▶ _Task to carry out_:
Rewrite all the records, putting "object" wherever "instance" appears and leaving everything else as it is.

* BEGIN Task input *

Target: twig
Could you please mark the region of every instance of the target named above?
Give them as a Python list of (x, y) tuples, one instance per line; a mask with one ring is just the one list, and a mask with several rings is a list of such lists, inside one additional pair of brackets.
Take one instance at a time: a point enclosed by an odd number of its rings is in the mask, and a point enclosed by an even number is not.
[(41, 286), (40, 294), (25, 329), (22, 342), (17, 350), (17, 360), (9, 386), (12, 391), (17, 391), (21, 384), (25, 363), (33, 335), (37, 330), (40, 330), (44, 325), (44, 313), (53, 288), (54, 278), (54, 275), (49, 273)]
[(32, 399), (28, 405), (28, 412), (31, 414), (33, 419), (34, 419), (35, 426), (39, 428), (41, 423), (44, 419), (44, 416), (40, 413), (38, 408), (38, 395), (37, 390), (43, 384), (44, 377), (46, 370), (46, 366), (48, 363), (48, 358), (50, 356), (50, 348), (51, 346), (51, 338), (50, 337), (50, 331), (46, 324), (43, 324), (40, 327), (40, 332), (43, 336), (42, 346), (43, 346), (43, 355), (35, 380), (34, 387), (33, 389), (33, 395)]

* END Task input *

▶ _Written response_:
Target: twig
Could you please mark the region of every object of the target named above?
Give them as a Python list of (x, y) tuples, one object per line; a mask with one ring is just the one list, and a mask with several rings is a list of such lists, inside one additional pair of brackets.
Take one object at a time: a point enclosed by an odd number of its rings is in the mask, and a point enclosed by an even number is not.
[(41, 286), (40, 294), (25, 329), (22, 342), (17, 350), (17, 360), (9, 386), (12, 391), (17, 391), (21, 384), (25, 363), (33, 335), (37, 330), (40, 330), (44, 325), (44, 313), (53, 288), (54, 278), (54, 275), (49, 273)]
[(32, 399), (28, 405), (28, 412), (31, 414), (33, 419), (34, 419), (35, 426), (39, 428), (41, 423), (44, 419), (44, 416), (40, 413), (38, 408), (38, 395), (37, 390), (43, 384), (44, 377), (46, 370), (46, 366), (48, 363), (48, 358), (50, 356), (50, 348), (51, 346), (51, 338), (50, 337), (50, 331), (46, 324), (43, 324), (40, 327), (40, 332), (43, 336), (42, 346), (43, 346), (43, 355), (35, 380), (34, 387), (33, 389), (33, 395)]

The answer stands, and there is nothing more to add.